> _What needs to be done_
Give only the lines from the one containing "Please tag the athletics" through the end of the material below, exactly as written.

[Collected data entries]
-- start --
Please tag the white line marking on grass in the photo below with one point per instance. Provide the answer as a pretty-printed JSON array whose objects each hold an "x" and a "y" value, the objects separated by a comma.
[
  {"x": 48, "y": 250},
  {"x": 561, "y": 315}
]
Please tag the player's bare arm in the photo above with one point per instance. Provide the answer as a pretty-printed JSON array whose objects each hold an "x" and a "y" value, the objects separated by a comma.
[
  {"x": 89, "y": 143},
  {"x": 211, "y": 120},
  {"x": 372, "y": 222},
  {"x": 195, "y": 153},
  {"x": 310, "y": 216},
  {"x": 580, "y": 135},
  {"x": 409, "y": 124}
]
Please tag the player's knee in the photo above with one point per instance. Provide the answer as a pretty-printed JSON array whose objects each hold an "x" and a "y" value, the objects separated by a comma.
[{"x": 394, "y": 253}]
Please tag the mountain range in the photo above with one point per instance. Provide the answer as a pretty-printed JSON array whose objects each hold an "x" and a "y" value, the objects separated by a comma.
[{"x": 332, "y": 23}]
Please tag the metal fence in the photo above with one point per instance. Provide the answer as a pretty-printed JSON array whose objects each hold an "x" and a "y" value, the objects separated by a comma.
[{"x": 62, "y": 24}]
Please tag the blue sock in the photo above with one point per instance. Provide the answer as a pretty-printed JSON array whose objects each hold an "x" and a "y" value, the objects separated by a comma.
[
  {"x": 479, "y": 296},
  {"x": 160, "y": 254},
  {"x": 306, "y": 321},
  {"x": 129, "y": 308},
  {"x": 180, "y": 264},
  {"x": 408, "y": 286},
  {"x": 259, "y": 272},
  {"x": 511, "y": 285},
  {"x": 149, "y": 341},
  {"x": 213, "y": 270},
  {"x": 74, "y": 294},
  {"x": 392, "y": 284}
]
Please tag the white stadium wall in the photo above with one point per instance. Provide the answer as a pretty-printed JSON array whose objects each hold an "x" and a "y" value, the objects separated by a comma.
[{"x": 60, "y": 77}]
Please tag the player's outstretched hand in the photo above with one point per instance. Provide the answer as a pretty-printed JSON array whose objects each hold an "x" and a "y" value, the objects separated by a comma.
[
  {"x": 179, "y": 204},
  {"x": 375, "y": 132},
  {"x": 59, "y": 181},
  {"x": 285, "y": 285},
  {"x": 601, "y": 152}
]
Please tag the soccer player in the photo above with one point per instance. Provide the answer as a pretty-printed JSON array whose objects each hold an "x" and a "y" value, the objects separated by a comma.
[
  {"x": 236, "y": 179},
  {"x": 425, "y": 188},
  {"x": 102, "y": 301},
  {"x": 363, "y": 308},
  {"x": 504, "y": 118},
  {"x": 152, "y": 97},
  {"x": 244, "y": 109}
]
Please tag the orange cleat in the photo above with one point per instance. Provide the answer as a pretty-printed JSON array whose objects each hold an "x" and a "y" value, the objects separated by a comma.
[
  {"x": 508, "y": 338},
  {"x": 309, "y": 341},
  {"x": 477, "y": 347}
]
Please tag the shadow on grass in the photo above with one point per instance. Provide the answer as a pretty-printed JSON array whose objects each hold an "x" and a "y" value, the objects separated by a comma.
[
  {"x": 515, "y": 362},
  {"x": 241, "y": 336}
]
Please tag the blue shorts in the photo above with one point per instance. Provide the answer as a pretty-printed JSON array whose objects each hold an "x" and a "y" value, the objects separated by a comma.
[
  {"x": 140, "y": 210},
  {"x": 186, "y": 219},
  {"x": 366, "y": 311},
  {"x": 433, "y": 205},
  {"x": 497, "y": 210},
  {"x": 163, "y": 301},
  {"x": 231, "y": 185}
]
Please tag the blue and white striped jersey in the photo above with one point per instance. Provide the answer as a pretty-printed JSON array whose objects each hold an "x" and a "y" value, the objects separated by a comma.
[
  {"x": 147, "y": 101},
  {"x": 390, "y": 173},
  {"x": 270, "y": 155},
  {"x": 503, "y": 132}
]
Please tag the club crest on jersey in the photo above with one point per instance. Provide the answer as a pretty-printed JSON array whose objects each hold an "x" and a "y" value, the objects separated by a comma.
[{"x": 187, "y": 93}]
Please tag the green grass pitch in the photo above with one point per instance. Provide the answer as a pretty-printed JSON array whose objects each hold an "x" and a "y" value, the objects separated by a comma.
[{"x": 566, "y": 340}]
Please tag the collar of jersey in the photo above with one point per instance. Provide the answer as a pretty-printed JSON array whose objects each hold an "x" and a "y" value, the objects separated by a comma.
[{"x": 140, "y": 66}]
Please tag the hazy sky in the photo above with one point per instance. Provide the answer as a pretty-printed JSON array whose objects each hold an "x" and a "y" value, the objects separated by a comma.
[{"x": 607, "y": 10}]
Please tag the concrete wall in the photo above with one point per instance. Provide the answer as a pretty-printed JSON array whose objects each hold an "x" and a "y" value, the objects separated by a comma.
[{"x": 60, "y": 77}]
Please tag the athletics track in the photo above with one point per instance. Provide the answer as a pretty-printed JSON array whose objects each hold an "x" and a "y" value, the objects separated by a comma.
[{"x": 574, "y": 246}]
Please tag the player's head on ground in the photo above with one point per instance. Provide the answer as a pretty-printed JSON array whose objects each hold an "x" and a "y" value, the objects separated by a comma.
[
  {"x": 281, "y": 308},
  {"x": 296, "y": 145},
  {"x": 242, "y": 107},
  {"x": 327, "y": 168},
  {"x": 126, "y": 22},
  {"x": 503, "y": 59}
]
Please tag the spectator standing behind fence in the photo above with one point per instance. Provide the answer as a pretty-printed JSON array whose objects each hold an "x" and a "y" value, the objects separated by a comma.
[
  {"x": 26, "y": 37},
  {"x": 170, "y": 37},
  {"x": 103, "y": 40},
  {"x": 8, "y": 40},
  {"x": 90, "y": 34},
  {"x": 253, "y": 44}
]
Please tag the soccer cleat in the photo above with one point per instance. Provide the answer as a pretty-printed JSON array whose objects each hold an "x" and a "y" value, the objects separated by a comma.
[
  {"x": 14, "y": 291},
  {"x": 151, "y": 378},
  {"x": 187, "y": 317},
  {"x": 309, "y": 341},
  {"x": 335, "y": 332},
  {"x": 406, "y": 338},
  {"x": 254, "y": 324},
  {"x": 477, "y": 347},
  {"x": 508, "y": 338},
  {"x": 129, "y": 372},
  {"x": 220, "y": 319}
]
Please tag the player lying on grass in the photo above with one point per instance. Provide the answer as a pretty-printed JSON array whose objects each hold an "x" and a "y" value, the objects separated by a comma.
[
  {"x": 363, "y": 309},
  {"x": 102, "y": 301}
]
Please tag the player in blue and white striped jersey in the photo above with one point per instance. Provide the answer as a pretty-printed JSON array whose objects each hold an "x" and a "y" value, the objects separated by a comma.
-- end --
> _Task result_
Please tag the athletics track in the photo above with one point per instance. Provide the answer as a pretty-printed JSON array whose objects each hold an "x" and a "y" value, the objects separated by a comma.
[{"x": 574, "y": 246}]
Please tag the player's head on ground in the photo above with one point per instance. Provide the answer as a pretty-printed JSON array whose objects each hold an "x" and a "y" value, the objects separated by a comma.
[
  {"x": 281, "y": 308},
  {"x": 296, "y": 145},
  {"x": 242, "y": 107},
  {"x": 327, "y": 168},
  {"x": 126, "y": 22},
  {"x": 503, "y": 59}
]
Please tag the spectator standing behind fence in the photo above with one point per instance. Provide the answer as a pretty-printed JSON array whose objects each hold an "x" and a "y" value, the objects separated by a comma.
[
  {"x": 26, "y": 37},
  {"x": 170, "y": 37},
  {"x": 103, "y": 40},
  {"x": 8, "y": 40},
  {"x": 90, "y": 34},
  {"x": 253, "y": 44}
]
Please tag the soccer cleat in the photo above with one point per instance. Provide the answer as a pretty-printed JSON array whose objects each hold an "x" and a "y" value, the objects separated by a comma.
[
  {"x": 14, "y": 291},
  {"x": 151, "y": 378},
  {"x": 187, "y": 317},
  {"x": 309, "y": 341},
  {"x": 335, "y": 332},
  {"x": 406, "y": 338},
  {"x": 254, "y": 324},
  {"x": 477, "y": 347},
  {"x": 508, "y": 338},
  {"x": 129, "y": 372},
  {"x": 220, "y": 319}
]
Please tag the player lying on grass in the photo above with one point per instance. Provide the answer as a pretty-printed JSON array whose objects each hold an "x" and a "y" value, the objects separated by a comma.
[
  {"x": 363, "y": 309},
  {"x": 102, "y": 301}
]
Please tag the player in blue and white striped jersey in the photo above with one point per instance. Provide the answer as a pretty-printed JSON array whose objects each hold an "x" and a "y" value, the objects separated by a comma.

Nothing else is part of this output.